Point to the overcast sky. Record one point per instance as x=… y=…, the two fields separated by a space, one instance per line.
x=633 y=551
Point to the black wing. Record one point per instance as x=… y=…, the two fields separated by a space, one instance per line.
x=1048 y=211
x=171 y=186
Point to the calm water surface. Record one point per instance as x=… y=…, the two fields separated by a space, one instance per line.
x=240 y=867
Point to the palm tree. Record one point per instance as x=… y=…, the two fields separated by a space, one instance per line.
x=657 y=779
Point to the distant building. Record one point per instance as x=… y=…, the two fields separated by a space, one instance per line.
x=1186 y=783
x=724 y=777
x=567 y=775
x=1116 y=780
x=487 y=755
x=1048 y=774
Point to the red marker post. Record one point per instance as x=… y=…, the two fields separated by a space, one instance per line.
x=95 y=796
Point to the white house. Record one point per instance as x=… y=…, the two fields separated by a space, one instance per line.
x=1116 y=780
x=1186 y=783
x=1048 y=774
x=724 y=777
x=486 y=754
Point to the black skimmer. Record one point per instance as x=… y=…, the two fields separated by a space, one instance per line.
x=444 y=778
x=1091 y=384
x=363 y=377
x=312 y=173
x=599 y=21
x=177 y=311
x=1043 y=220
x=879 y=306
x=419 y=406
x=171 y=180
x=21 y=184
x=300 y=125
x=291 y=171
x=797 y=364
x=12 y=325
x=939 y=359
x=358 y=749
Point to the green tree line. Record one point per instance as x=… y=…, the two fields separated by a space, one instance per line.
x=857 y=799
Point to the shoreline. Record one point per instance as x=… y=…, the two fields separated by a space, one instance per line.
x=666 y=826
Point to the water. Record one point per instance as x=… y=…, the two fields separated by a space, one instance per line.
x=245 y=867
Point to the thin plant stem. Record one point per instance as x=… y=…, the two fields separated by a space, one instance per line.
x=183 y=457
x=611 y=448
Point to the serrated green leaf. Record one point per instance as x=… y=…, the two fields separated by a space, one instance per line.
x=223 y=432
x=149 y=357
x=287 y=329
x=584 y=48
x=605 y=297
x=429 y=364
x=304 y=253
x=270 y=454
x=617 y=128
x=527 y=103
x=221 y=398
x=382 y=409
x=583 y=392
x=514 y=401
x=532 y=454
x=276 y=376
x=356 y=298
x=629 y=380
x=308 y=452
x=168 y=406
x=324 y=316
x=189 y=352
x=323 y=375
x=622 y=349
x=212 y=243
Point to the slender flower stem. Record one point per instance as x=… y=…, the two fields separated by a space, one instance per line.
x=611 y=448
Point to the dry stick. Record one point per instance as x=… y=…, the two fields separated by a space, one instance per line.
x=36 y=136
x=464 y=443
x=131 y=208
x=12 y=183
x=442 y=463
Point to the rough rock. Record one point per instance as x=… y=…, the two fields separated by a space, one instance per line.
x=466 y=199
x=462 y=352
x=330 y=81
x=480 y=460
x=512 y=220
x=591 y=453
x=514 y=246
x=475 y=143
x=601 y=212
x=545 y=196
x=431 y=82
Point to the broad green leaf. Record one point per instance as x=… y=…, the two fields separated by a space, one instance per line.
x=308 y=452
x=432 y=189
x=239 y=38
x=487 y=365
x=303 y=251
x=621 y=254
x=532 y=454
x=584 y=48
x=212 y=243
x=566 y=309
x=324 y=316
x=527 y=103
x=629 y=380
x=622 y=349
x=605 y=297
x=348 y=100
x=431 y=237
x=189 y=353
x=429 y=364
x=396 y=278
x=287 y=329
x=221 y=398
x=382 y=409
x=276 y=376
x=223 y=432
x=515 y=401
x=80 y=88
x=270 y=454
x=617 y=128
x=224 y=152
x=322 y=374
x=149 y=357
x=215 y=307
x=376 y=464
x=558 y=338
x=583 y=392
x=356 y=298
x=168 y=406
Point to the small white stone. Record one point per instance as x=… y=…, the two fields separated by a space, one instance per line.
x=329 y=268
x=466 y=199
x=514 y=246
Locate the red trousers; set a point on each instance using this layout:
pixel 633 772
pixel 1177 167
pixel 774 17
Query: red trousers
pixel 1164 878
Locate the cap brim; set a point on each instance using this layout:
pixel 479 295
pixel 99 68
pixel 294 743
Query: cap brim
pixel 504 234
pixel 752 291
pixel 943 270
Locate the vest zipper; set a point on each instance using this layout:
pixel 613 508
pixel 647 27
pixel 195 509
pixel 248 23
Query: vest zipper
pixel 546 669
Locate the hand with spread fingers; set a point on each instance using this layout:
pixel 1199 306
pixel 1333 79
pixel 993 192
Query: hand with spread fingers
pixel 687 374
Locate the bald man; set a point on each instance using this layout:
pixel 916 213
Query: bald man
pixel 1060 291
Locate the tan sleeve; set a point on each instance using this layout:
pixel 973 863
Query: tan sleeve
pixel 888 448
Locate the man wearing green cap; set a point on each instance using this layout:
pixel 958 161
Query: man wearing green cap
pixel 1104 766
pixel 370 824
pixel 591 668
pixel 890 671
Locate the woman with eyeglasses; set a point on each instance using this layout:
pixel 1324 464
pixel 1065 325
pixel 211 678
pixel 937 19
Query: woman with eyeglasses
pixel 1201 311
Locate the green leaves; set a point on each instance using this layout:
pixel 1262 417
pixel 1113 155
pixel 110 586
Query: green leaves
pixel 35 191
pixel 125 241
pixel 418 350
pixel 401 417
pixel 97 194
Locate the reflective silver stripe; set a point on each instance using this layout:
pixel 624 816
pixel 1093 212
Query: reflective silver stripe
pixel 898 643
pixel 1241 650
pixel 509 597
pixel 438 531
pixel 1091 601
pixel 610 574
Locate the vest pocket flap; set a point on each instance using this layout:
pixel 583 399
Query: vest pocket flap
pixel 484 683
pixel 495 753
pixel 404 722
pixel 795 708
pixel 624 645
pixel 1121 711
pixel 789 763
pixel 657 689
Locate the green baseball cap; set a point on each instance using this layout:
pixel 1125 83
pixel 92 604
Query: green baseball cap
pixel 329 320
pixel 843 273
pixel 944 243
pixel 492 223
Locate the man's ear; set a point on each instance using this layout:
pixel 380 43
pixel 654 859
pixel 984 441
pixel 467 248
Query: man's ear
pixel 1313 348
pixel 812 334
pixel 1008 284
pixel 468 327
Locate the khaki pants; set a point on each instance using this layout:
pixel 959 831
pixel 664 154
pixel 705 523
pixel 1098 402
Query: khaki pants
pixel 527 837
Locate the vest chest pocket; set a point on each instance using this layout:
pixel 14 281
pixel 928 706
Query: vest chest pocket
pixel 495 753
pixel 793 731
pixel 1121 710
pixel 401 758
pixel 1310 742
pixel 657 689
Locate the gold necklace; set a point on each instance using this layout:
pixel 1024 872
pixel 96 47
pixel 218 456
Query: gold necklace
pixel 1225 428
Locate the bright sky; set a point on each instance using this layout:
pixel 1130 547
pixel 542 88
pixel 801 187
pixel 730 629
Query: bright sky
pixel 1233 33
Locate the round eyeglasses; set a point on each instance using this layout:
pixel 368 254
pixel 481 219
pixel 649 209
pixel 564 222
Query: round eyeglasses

══════════════════════════════

> _PROBLEM DESCRIPTION_
Retype the entries exactly, including every line.

> _RESULT OF THE TASK_
Point to the overcast sky. Record one point per instance as x=… y=…, the two fields separated by a space, one instance per line.
x=633 y=551
Point to the black wing. Record one point per instance as x=… y=…, the two fields separated by a space, one instance per line.
x=1048 y=211
x=171 y=186
Point to the calm water surface. Record one point per instance as x=… y=…, the two fields separated by a space, one instance per line.
x=240 y=867
Point to the palm tree. Record one point per instance as x=… y=…, the two fields separated by a space, one instance per line.
x=657 y=779
Point to the distant building. Record one point per instance as x=… y=…, the two fields separated by a space, one instance per line.
x=1186 y=783
x=724 y=777
x=567 y=775
x=1116 y=780
x=487 y=755
x=1048 y=774
Point to the red marker post. Record one point per instance as x=… y=…, the two fields separated by a space, one instance per line.
x=95 y=796
Point to the white house. Record one point per instance as x=… y=…, the two fields separated by a space, one instance per line.
x=1116 y=780
x=1186 y=783
x=1048 y=774
x=724 y=777
x=486 y=754
Point to the black skimmer. Record one point per instance as x=… y=…, the two fields separated by a space, one instance per line.
x=444 y=778
x=1091 y=384
x=363 y=377
x=312 y=173
x=599 y=21
x=177 y=311
x=1043 y=220
x=879 y=306
x=419 y=406
x=171 y=180
x=21 y=184
x=300 y=125
x=291 y=171
x=797 y=364
x=12 y=325
x=939 y=359
x=358 y=749
Point to the green tree line. Record one point per instance as x=… y=…, the two fields separated by a space, one instance per line.
x=857 y=799
Point to the shoreline. Record one point per instance as x=… y=…, the two fields separated by a space, one instance per line.
x=666 y=826
Point to the water. Record one point per instance as x=… y=…, the two fields separated by a space, one instance per line.
x=245 y=867
Point to the thin plant stem. Record one point per instance as x=… y=…, the two fields separated by a space, one instance per line.
x=183 y=457
x=611 y=448
Point to the serrated green leaf. Record one point per instance as x=… y=…, the two fields separated by a space, one instance per line.
x=223 y=432
x=149 y=357
x=287 y=329
x=584 y=48
x=605 y=297
x=429 y=364
x=304 y=253
x=270 y=454
x=617 y=128
x=527 y=103
x=221 y=398
x=382 y=409
x=583 y=392
x=514 y=401
x=532 y=454
x=276 y=376
x=356 y=298
x=629 y=380
x=308 y=452
x=168 y=406
x=324 y=316
x=189 y=352
x=323 y=375
x=622 y=349
x=212 y=243
Point to the slender flower stem. Record one point per instance as x=… y=…, the two fields separated by a space, one instance per line.
x=611 y=448
Point to the dry stick. Record one point per instance as x=… y=…, the two fields separated by a space, one instance per line.
x=36 y=136
x=464 y=443
x=131 y=208
x=12 y=183
x=442 y=463
Point to the rough rock. Record one point per instance as x=… y=…, the two fields separated by a space, one instance per line.
x=466 y=199
x=462 y=352
x=330 y=81
x=480 y=460
x=512 y=220
x=591 y=453
x=514 y=246
x=475 y=143
x=601 y=212
x=545 y=196
x=431 y=82
Point to the broad green leaf. Record one point per instance as x=… y=…, the two fields separated by a space, one instance per line.
x=308 y=452
x=432 y=189
x=239 y=38
x=487 y=365
x=303 y=251
x=621 y=254
x=532 y=454
x=584 y=48
x=212 y=243
x=566 y=309
x=324 y=316
x=527 y=103
x=629 y=380
x=622 y=349
x=605 y=297
x=348 y=100
x=431 y=237
x=189 y=353
x=429 y=364
x=396 y=278
x=287 y=329
x=221 y=398
x=382 y=409
x=276 y=376
x=223 y=432
x=515 y=401
x=80 y=88
x=270 y=454
x=617 y=128
x=224 y=152
x=322 y=374
x=149 y=357
x=215 y=307
x=376 y=464
x=558 y=338
x=583 y=392
x=356 y=298
x=168 y=406
Point to the small white stone. Record one point per instance as x=… y=…, the two fields separated by a space, one instance per line.
x=329 y=268
x=466 y=199
x=514 y=246
Locate the red trousers; set a point on each instance using this layout:
pixel 633 772
pixel 1177 167
pixel 774 17
Query: red trousers
pixel 1164 878
Locate the cap brim; set a point on each instance using this layout:
pixel 479 295
pixel 99 68
pixel 294 743
Query: cap brim
pixel 504 234
pixel 752 291
pixel 943 270
Locate the vest zipper; set a point on each instance using this layout:
pixel 613 508
pixel 647 27
pixel 195 509
pixel 248 23
Query: vest zipper
pixel 546 669
Locate the hand with spread fingers; set a point on each instance using this layout:
pixel 1199 306
pixel 1333 79
pixel 993 192
Query: hand with spread fingers
pixel 687 374
Locate the bald man; set a point on each instance using this layout:
pixel 916 213
Query: bald man
pixel 1060 291
Locate the tan sleeve; set a point on each instance using this layout:
pixel 973 863
Query: tan sleeve
pixel 888 448
Locate the man wearing green cap; set a point on each instance using this layout:
pixel 958 161
Query: man wearing green cap
pixel 1104 766
pixel 370 824
pixel 591 668
pixel 890 671
Locate the woman with eyeglasses; set a point on each instance using this layout:
pixel 1324 464
pixel 1065 325
pixel 211 678
pixel 937 19
Query: woman with eyeglasses
pixel 1201 311
Locate the green leaves; set a point on each instance using this layout:
pixel 1262 417
pixel 1113 155
pixel 110 586
Query: green leaves
pixel 35 191
pixel 125 241
pixel 418 350
pixel 401 417
pixel 97 194
Locate the reflective silver stripe; set a point on each instance using this layout:
pixel 624 816
pixel 1093 212
Query: reflective silver stripe
pixel 898 643
pixel 1241 650
pixel 509 597
pixel 438 531
pixel 1091 601
pixel 610 574
Locate the vest pocket flap; set a point on each instance using this layout:
pixel 583 399
Query: vest pocket flap
pixel 484 683
pixel 495 753
pixel 404 722
pixel 795 708
pixel 624 645
pixel 1121 711
pixel 789 763
pixel 657 689
Locate the green baseball cap; set a point on each instance using this layout:
pixel 1125 83
pixel 92 604
Query: green baseball cap
pixel 329 320
pixel 843 273
pixel 944 243
pixel 492 223
Locate the man's ear; set a point on each instance using this layout:
pixel 380 43
pixel 654 859
pixel 984 441
pixel 467 248
Query: man's ear
pixel 1313 348
pixel 812 334
pixel 1008 284
pixel 468 327
Locate the khaki pants; set a point on each instance using this layout:
pixel 959 831
pixel 664 154
pixel 705 523
pixel 1098 402
Query: khaki pants
pixel 527 837
Locate the vest chest pocket; set a point on each instance using this layout:
pixel 14 281
pixel 928 706
Query: vest chest pocket
pixel 495 753
pixel 793 731
pixel 1121 710
pixel 401 758
pixel 1310 742
pixel 657 689
Locate the gold necklace; set a point on each instance using this layout:
pixel 1024 872
pixel 96 47
pixel 218 456
Query: gold necklace
pixel 1225 428
Locate the bright sky; set a point on each instance using this layout:
pixel 1130 547
pixel 542 88
pixel 801 187
pixel 730 629
Query: bright sky
pixel 1233 33
Locate the round eyeglasses; set a point on each instance using this layout:
pixel 368 254
pixel 481 219
pixel 649 209
pixel 564 222
Query: round eyeglasses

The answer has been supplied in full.